Passage shown –
-------------------------
Planets with dense cores avoid total tidal disruption in close encounters, allowing more to survive as hot Jupiters or stripped remnants.

A machine-rendered reading of the paper's core claim, the machinery that carries it, and where it could break.

The paper tests whether giant planets with realistic 10-20 Earth-mass cores can survive the close tidal encounters expected during high-eccentricity migration to form hot Jupiters. Traditional coreless models predicted complete disruption or ejection inside roughly 2.7 tidal radii, but the simulations show no total disruptions occur in that zone. Instead, deep encounters strip most of the envelope, leaving dense remnants or ejecting the planet after repeated passes, while wider encounters permit gradual circularization with little mass loss. The orbital energy change depends mainly on periastron distance for highly eccentric orbits, which lets the results be extrapolated across a wide range of initial conditions.

Core claim

Three-dimensional hydrodynamic simulations of giant planets with dense cores demonstrate that no total disruptions occur within 2.7 tidal radii. Deep encounters below 1.7 tidal radii cause severe envelope stripping, producing either progressively smaller dense remnants or ejection after a few passages. Intermediate encounters between 1.7 and 2.0 tidal radii lead to significant partial mass loss over multiple encounters, while wider encounters above 2.0 tidal radii result in minimal mass loss that allows the planets to circularize into hot Jupiters. For eccentricities above 0.9 the change in specific orbital energy depends primarily on periastron distance rather than semi-major axis, enabling

What carries the argument

Three-dimensional hydrodynamic simulations tracking envelope stripping and orbital energy change for giant planets with 10-20 Earth-mass cores during repeated tidal encounters at varying periastron distances.
-------------------------
Entries shown –
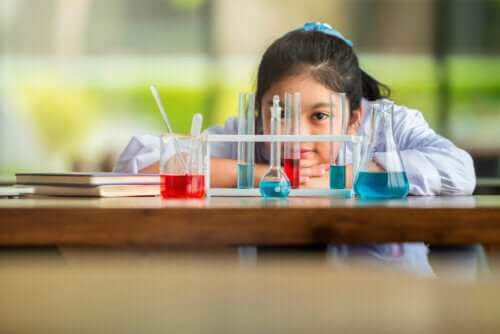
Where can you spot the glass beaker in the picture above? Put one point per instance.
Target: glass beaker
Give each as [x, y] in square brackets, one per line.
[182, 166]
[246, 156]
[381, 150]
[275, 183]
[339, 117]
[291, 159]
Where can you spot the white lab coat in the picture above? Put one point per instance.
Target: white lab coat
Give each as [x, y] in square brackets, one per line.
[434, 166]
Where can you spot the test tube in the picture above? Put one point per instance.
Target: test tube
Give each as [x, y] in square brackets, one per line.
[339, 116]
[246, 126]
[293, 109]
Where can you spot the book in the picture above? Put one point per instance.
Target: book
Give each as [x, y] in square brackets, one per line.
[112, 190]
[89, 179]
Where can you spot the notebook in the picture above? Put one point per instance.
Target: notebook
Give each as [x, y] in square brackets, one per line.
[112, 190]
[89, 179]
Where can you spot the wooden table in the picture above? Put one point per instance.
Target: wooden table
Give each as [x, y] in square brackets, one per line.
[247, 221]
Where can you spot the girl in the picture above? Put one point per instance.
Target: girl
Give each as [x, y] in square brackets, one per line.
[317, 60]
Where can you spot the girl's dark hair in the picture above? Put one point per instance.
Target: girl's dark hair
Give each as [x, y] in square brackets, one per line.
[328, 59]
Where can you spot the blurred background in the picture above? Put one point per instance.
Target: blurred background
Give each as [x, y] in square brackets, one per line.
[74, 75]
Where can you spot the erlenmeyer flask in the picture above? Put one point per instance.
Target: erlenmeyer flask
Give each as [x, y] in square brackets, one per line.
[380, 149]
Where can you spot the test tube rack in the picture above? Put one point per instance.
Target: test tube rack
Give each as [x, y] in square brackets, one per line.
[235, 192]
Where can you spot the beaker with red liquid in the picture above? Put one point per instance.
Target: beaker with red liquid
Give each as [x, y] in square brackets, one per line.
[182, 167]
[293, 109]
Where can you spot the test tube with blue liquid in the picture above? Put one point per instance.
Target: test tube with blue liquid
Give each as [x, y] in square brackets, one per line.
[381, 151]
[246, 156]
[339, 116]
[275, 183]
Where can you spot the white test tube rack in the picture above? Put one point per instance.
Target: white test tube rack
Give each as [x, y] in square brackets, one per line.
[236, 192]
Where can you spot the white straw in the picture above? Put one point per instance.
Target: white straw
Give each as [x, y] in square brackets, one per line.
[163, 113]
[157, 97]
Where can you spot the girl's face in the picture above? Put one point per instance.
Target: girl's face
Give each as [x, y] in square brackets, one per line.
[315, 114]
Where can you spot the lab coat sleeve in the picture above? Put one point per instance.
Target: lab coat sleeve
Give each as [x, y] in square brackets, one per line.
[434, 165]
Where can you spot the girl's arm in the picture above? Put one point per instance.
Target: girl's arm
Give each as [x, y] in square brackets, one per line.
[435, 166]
-------------------------
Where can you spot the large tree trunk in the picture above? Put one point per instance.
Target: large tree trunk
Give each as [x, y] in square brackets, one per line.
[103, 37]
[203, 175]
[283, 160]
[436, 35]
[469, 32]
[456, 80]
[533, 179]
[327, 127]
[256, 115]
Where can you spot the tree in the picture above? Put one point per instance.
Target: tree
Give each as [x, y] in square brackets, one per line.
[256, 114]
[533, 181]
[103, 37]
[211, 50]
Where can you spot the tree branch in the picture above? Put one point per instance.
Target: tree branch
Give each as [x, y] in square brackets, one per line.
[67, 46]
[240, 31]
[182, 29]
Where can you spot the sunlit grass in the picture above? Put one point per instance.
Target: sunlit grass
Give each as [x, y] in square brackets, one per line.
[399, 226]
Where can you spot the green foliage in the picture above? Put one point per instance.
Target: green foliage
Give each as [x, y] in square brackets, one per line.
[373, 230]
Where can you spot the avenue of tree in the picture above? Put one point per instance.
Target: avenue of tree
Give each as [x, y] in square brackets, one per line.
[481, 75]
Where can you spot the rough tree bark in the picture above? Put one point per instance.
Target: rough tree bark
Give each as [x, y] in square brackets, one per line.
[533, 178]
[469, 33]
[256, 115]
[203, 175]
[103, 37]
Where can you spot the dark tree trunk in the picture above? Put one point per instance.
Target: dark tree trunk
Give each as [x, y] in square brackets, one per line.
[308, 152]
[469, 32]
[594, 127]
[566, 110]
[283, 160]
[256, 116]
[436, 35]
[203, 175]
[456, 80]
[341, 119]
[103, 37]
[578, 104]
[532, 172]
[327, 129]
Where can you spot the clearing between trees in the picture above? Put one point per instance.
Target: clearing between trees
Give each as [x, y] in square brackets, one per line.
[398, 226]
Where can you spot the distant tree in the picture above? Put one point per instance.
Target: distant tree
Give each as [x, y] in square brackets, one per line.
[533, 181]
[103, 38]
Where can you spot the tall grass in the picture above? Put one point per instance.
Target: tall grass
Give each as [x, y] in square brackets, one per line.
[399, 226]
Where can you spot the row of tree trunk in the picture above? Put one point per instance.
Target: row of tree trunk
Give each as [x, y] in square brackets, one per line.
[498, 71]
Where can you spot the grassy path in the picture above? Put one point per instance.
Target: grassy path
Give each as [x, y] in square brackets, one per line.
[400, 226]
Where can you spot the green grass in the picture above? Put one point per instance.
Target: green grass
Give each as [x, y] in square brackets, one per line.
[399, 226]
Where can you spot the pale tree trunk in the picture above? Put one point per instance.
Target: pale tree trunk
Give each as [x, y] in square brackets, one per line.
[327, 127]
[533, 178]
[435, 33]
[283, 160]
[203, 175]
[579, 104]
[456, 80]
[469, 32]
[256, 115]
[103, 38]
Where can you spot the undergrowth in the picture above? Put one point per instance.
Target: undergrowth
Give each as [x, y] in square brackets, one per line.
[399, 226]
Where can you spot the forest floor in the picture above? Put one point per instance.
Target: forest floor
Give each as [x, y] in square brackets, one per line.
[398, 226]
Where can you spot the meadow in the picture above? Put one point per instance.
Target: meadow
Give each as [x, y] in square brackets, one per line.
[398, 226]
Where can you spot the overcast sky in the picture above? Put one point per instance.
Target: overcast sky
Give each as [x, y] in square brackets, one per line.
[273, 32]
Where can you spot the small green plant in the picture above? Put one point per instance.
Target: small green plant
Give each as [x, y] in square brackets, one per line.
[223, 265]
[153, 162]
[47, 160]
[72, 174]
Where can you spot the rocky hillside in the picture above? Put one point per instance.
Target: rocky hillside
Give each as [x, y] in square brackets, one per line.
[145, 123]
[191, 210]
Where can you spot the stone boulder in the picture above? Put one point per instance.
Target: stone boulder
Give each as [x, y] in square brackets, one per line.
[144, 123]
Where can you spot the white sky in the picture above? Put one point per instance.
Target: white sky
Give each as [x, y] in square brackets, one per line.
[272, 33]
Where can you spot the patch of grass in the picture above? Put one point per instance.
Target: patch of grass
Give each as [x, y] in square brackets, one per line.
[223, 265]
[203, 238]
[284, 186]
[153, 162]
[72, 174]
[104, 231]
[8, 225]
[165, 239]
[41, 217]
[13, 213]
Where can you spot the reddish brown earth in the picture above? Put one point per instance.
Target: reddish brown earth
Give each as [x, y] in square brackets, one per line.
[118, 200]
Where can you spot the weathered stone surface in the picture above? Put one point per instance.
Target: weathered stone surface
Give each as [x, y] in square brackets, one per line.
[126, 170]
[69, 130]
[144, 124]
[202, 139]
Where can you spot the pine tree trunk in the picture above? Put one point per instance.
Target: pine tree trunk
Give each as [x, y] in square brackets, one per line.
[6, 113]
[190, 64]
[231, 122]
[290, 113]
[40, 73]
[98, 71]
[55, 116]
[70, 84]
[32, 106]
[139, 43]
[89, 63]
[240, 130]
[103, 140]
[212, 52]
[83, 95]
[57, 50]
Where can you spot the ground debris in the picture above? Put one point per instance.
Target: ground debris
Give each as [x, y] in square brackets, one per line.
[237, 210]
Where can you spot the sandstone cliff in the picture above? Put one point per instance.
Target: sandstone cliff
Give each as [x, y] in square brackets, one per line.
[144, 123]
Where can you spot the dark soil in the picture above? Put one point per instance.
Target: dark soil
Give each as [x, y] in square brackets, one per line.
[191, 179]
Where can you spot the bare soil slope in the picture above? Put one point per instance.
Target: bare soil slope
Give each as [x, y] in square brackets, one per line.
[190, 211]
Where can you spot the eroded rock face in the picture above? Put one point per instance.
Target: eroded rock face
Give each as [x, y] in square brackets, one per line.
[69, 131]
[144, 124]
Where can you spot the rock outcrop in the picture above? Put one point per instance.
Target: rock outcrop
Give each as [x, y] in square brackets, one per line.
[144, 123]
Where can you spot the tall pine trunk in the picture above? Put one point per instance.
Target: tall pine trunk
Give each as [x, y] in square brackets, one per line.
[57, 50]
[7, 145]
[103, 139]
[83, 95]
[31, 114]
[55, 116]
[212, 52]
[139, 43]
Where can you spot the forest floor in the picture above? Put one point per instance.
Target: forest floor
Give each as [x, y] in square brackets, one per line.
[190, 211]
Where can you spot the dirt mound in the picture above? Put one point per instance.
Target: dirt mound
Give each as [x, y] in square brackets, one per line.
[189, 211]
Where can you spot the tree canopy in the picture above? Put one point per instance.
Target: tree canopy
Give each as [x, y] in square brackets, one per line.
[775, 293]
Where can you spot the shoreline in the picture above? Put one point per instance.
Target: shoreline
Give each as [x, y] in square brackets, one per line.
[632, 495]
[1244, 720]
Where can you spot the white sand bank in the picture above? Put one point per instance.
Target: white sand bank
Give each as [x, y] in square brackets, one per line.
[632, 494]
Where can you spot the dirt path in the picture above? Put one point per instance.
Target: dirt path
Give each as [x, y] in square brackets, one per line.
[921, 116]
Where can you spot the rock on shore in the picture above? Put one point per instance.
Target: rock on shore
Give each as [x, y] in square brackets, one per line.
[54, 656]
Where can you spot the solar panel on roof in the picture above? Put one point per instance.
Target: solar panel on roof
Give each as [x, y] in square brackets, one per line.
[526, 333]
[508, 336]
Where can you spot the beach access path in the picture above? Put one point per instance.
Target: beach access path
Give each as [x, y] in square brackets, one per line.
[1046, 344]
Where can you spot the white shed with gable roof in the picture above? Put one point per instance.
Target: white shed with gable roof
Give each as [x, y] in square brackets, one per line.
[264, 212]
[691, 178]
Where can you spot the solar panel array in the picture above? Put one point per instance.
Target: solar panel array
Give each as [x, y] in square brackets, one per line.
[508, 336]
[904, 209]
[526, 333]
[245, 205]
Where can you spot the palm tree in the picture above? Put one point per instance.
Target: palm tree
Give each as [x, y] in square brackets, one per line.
-------------------------
Stated exercise –
Answer these questions from the passage on giant planets in close tidal encounters, one line each:
(a) What core masses do the simulated giant planets have?
(b) Inside roughly how many tidal radii did traditional coreless models predict complete disruption or ejection?
(c) What happens to planets whose encounters are wider than 2.0 tidal radii?

Solution for this exercise –
(a) 10-20 Earth masses.
(b) Roughly 2.7 tidal radii.
(c) They lose minimal mass and can circularize into hot Jupiters.